Document>

########

I am trying to implement word level matches in Google Diff Match Patch, but it is beating me up.
The result I get is:
=I've never been =|-a-|=t=|= th=|-e-|=se places=|
=I've never been =|=t=|+o+|= th=|+o+|=se places=|
The result I want is:
=I've never been =|-at these-|= places=|
=I've never been =|+to those+|= places=|
The documentation says:
make a copy of diff_linesToChars and call it diff_linesToWords. Look for the line that identifies the next line boundary: lineEnd = text.indexOf('\n', lineStart);
In the c# version, I found the line to change in diff_linesToCharsMunge, which I changed to:
lineEnd = text.Replace(@"/[\n\.,;:]/ g"," ").IndexOf(" ", lineStart);
However, there is no change in granularity -it still finds differences at character level.

########

Write the next part of the post on word-level matching in Google Diff Match Patch, starting right after its final sentence. The records after this point are separate material, unrelated to the post on word-level diffs.

Rows from an object pointing dataset
########

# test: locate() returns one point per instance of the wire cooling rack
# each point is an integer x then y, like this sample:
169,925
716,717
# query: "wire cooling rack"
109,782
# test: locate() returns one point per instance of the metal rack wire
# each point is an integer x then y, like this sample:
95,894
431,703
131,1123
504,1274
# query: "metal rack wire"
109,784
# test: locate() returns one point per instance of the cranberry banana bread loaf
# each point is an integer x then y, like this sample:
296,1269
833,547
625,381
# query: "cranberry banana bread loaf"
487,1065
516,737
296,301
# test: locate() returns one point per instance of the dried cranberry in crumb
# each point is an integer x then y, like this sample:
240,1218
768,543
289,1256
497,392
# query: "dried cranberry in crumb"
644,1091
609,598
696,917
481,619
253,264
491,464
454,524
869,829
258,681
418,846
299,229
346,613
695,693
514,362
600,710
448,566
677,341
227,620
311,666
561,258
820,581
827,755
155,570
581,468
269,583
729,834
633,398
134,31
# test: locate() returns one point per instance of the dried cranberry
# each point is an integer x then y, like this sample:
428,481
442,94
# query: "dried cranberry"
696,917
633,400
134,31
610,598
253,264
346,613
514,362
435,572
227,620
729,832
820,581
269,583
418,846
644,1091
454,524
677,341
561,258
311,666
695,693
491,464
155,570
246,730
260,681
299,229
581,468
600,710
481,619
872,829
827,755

########

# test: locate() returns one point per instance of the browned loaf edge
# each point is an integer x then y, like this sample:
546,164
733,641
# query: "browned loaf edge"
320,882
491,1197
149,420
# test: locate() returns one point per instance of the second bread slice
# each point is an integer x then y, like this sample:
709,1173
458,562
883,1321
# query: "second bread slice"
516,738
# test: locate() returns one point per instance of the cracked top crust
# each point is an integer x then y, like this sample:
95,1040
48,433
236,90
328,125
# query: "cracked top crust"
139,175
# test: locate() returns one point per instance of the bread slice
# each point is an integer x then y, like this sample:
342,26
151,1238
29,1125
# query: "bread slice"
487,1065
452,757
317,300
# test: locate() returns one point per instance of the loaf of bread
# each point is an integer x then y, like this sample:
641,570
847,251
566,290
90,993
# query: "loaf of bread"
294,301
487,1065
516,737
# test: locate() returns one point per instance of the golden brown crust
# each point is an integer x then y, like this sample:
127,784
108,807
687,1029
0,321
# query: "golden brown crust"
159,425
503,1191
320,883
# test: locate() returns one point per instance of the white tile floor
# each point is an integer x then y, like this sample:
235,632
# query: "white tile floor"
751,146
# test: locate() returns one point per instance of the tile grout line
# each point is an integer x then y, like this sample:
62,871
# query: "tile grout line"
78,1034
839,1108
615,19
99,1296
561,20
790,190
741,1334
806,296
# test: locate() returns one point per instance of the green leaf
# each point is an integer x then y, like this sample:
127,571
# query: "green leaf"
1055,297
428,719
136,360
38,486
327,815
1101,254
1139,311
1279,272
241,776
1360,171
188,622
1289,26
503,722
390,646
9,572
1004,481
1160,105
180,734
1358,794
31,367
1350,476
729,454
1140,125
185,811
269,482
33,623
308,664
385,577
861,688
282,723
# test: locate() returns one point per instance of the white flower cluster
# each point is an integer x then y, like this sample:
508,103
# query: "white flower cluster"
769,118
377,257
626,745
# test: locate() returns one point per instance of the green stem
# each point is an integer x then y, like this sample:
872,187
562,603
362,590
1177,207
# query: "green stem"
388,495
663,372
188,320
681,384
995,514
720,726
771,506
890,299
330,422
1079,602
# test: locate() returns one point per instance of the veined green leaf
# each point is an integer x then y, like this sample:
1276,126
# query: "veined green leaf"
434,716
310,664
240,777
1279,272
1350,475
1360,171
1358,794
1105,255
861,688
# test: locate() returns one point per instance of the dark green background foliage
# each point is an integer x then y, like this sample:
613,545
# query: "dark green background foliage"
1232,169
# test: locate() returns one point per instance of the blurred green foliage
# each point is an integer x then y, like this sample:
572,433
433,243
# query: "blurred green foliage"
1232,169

########

Written answer>
I am calling:
List<Diff> differences = diffs.diff_main(linepair.Original, linepair.Corrected, true);
diffs.diff_cleanupSemantic(differences);
I have stepped through to make sure that it is hitting the change I made (incidently, there is a hardcoded minimum of 100 characters before it kicks in).
I have created a sample dotnet project with diffmatch program. Its probably older version of DiffMatchPatch file but the word and lines work.
For your above sample text ,I get below output.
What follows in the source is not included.